BEGIN RECORDS FOR THIS EXERCISE

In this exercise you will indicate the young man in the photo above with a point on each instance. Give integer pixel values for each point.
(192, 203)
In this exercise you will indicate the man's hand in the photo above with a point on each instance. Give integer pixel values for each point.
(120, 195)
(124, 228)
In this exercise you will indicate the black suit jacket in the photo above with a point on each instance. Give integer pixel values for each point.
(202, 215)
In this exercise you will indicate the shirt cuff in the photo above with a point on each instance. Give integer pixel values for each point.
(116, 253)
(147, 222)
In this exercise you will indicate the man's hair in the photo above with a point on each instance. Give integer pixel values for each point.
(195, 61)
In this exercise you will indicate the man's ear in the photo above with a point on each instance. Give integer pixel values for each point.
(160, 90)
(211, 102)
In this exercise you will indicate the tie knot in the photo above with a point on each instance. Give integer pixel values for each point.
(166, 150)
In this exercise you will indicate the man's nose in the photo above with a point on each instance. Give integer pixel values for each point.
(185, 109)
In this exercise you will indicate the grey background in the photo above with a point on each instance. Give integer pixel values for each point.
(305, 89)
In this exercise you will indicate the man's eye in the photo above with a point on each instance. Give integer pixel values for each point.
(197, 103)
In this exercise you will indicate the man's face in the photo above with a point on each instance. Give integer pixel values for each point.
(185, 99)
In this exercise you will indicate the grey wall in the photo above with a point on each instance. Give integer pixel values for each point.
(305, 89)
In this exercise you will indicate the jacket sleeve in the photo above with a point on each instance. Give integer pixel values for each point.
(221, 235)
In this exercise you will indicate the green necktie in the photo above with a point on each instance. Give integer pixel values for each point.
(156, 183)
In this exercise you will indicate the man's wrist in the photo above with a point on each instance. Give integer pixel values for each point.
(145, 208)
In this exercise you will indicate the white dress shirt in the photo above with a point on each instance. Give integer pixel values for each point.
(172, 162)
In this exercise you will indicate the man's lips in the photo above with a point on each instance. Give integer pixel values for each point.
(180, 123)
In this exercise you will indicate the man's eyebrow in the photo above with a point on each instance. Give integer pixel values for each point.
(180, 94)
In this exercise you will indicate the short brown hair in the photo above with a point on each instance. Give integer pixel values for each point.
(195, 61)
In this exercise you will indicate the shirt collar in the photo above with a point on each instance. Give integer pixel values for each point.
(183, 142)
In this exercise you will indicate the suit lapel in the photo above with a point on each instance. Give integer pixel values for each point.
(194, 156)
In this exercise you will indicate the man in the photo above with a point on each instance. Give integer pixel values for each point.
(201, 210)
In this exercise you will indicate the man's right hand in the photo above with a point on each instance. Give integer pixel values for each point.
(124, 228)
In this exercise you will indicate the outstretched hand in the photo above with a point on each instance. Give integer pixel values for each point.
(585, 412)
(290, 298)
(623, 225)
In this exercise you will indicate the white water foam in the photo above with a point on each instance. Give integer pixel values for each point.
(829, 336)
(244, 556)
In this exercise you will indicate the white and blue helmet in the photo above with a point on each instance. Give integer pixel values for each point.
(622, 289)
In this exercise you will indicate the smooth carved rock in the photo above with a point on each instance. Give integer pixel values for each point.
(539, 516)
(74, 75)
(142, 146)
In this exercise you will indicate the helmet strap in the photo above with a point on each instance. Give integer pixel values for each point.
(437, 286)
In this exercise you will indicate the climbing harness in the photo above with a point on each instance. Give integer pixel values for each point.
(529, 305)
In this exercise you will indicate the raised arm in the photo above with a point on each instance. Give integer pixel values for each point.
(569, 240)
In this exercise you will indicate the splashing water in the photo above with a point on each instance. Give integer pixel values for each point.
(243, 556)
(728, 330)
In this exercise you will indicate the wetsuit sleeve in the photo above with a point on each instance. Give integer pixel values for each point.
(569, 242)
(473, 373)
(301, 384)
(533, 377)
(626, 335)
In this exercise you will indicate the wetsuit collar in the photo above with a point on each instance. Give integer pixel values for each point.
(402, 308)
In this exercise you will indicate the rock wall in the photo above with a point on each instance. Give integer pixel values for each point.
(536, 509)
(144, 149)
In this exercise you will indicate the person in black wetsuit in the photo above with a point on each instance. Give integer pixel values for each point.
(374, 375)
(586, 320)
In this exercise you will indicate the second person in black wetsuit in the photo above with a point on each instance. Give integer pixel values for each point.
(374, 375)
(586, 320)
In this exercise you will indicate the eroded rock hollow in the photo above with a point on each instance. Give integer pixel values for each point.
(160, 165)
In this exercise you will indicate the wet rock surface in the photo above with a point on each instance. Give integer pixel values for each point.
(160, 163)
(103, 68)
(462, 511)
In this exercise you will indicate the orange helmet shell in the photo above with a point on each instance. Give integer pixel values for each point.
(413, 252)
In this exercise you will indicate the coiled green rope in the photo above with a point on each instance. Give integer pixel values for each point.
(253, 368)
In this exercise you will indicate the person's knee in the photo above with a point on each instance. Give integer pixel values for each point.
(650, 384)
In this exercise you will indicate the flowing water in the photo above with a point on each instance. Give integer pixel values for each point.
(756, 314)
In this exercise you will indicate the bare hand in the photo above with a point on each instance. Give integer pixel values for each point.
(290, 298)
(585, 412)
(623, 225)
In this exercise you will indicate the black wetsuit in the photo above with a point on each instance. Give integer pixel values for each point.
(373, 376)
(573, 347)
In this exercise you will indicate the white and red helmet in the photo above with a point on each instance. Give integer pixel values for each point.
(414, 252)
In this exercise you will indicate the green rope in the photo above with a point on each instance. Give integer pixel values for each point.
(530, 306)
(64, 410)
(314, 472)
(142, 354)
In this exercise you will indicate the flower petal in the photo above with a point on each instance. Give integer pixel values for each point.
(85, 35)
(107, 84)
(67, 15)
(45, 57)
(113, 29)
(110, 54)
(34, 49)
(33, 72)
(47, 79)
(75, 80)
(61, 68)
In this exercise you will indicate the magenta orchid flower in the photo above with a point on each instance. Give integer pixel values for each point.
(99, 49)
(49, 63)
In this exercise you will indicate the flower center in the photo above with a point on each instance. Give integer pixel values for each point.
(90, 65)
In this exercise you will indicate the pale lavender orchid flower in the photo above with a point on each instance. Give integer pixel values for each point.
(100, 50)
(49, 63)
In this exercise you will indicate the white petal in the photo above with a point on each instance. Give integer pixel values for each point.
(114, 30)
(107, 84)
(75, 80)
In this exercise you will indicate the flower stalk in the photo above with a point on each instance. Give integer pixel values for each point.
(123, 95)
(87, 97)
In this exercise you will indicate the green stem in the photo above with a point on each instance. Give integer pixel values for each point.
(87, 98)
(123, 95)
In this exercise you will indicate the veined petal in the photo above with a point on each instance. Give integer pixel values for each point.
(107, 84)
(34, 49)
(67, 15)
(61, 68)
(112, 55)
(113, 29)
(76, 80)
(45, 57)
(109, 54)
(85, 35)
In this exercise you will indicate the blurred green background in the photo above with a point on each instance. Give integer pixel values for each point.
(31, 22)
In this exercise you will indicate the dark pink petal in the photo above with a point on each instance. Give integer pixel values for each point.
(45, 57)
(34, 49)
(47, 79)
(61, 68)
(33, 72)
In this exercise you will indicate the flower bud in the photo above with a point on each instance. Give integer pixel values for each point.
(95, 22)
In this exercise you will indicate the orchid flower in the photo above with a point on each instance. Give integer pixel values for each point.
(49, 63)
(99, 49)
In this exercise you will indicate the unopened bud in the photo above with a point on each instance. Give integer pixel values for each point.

END RECORDS FOR THIS EXERCISE
BEGIN RECORDS FOR THIS EXERCISE

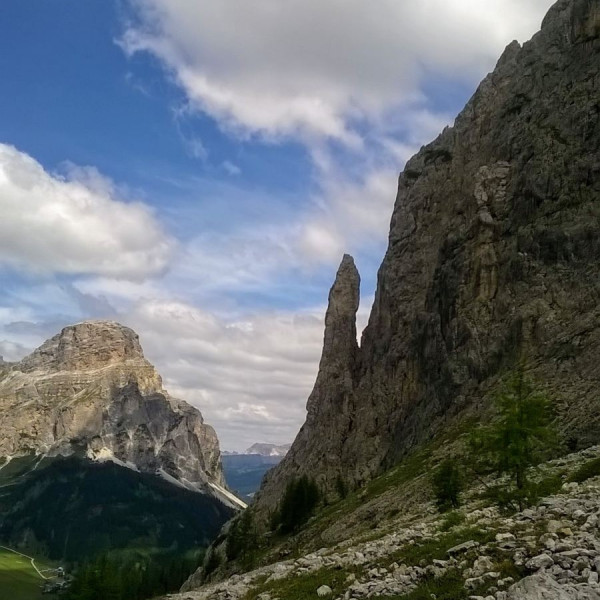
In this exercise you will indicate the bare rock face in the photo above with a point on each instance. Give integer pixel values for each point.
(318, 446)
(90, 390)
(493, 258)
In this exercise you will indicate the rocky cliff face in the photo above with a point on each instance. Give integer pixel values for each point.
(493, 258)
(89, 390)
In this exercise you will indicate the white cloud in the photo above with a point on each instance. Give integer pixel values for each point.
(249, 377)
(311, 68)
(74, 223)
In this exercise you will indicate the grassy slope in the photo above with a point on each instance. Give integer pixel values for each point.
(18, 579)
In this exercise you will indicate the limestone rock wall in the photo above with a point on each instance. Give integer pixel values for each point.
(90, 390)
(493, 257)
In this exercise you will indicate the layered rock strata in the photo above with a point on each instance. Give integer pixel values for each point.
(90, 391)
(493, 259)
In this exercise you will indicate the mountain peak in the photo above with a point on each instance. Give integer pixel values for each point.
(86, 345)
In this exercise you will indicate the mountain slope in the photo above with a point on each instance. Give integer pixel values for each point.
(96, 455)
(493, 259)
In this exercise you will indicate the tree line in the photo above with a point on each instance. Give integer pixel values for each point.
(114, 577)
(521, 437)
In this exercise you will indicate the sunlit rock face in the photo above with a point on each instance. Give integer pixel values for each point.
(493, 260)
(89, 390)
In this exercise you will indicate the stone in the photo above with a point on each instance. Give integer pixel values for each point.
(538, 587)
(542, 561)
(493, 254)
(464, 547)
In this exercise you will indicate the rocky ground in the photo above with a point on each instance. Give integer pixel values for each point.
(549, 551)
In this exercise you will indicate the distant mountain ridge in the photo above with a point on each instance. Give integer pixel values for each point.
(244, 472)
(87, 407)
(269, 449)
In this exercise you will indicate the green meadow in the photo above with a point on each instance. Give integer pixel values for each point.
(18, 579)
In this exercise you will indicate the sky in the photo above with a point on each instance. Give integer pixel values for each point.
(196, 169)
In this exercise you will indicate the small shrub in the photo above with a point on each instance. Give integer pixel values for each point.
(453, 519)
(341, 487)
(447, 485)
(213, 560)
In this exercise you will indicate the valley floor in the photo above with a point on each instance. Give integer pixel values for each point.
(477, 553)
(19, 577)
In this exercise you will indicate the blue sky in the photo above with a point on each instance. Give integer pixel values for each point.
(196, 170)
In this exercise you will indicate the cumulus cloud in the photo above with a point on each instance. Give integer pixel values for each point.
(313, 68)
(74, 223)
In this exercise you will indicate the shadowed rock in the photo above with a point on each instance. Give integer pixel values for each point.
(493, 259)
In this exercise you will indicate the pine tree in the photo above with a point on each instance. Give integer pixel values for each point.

END RECORDS FOR THIS EXERCISE

WHAT YOU HAVE TO DO: Taking the entries above, restate exactly those lines that fall between the line with "In this exercise you will indicate the orchid" and the line with "In this exercise you will indicate the unopened", keeping both of those lines too.

TASK OUTPUT:
In this exercise you will indicate the orchid flower in the photo above with a point on each instance. Give integer pixel values for each point.
(49, 63)
(99, 49)
In this exercise you will indicate the unopened bud in the photo above with a point on each instance. Give integer pixel values for each point.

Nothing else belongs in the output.